» **Page text**
==================================================

Should West Virginia join the ACC, the Mountaineers and revive several rivalries from their old Big East days, like Pittsburgh and their Backyard Brawl, or with Syracuse or Boston College, Miami and Virginia Tech, and possibly Notre Dame.
Sure, I'd let them go if I was in charge, but I'm not and they can't until 2025 assuming they have an invite.
The Bishin Cutter wrote:
Impressive OOC scheduling has been an option, but what's available in-conference is a sticking label.
True, but where inter-conference rivalries reside (think the Notre Dame games and the ACC-SEC rivalries), it's added substance for both conferences. The Big XII has had a way of burning a lot of bridges with programs now outside of the conference though once within. The sort of "spite" that emerges once splitting company, it's been really bad on the Big XII. UT-TAMU, OU-UNL, KU-MU, Pitt-WVU, TCU-Utah/BYU...the only things going for the conference on a yearly basis are games like ISU-Iowa.
You have a valid point but, A&M and Mizzou screwed over the conference, and both Texas and Kansas said if you leave its over and they did after both pledging their loyalty to the conference less than a year before. And before any start the LHN stuff, that was clearly jst an excuse as FOIA showed that A&M never stopped talking to the SEC, even on the day they made their loyalty pledge. Mizzou didn't have to leave even then, the SEC could have taken WVU, but after everyone running their mouths off about the Big Ten a year before they really REALLY wanted to save face and get out of dodge.
A&M was easily replaced by TCU (not saying its the same, just that they filled right in with no issues) but Mizzou really put the Big 12 in a bind, with no other realistic candidates nearby (Lville, WVU, BYU). So to say that the Big 12 burned those bridges is disengenuous a best when it was really A&M/Mizzou burning the bridges.
And BTW I don't think OU/NU are the same as UT/A&M or KU/MU, most would be in favor of OU/NU being an annual game again but I think Nebraska is trying to distance its self from the Big 12. I don't think many Big 12 fans hold much of a grudge against them (though they were the one's who opened the floodgates) because Colorado was likely gone at that point anyways.
O and TCU/UTah or TCU/BYU or TCU/BSU was never really a rivalry, they were just all dominate programs in the same conference, it takes more than that to really classify it as a rivalry.
Appreciate the comments, tkalmus.
I see where Texas AD, DeLoss Dodds has announced he'll be retiring. This is in addition to the on-going pressure on Mac Brown. The two circumstances may not be directly related.

==================================================

» **Provided material**
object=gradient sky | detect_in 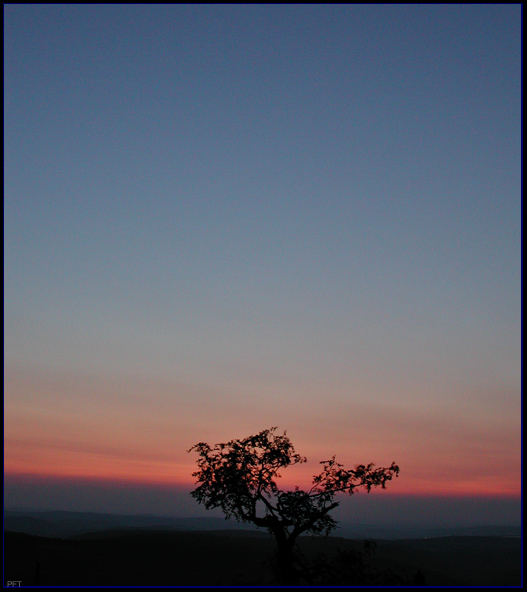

==================================================

» **What you need to do**
In the forum discussion of college football conference realignment, which school does the writer say easily replaced A&M? You can leave the material aside; it isn't needed here.

» **Answer in full**
TCU